Given data

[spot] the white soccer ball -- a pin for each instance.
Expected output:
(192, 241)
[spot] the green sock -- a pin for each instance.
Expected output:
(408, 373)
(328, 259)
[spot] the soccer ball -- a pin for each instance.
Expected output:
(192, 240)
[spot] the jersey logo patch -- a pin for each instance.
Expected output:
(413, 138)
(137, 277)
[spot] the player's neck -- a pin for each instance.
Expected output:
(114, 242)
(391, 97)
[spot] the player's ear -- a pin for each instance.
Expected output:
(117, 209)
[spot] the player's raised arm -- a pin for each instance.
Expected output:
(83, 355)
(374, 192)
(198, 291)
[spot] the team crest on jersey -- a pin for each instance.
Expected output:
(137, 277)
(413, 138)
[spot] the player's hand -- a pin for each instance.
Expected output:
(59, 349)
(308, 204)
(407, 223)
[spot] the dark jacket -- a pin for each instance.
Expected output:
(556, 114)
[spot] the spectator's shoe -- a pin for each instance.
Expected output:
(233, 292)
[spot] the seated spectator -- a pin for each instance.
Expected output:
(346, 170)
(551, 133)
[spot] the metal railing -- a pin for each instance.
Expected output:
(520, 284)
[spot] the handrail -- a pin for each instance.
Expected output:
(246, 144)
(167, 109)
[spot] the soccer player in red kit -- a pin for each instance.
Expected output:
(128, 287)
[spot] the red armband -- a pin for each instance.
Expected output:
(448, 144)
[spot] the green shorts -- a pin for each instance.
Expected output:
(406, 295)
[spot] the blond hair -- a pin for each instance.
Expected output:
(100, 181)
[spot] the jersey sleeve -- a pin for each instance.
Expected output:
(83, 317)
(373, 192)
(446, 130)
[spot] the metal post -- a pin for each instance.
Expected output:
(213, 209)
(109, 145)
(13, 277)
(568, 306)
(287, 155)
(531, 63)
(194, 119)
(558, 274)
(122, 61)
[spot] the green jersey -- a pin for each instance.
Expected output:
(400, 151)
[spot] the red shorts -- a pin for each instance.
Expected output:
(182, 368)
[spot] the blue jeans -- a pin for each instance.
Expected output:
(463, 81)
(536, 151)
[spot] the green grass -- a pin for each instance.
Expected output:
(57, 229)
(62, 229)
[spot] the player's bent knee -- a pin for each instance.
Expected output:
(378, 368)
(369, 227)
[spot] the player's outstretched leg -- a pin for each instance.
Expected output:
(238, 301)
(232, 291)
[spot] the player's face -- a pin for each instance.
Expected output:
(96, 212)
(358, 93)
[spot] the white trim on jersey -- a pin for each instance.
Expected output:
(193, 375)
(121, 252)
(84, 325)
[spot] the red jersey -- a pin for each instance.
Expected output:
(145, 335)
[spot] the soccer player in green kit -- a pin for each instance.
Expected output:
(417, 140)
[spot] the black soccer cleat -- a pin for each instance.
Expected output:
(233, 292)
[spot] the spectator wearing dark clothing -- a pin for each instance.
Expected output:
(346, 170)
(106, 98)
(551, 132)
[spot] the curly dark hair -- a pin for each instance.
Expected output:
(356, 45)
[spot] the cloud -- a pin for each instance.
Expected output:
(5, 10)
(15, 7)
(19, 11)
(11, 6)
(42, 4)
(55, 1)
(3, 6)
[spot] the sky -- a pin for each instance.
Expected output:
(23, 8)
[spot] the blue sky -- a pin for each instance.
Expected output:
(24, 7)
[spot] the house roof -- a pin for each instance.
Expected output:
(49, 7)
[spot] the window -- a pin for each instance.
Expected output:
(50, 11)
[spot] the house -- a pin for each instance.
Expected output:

What to do
Report every line of the material above in which "house" appears.

Response to this task
[spot] the house roof -- a pin for each instance.
[spot] the house -- a pin for each instance.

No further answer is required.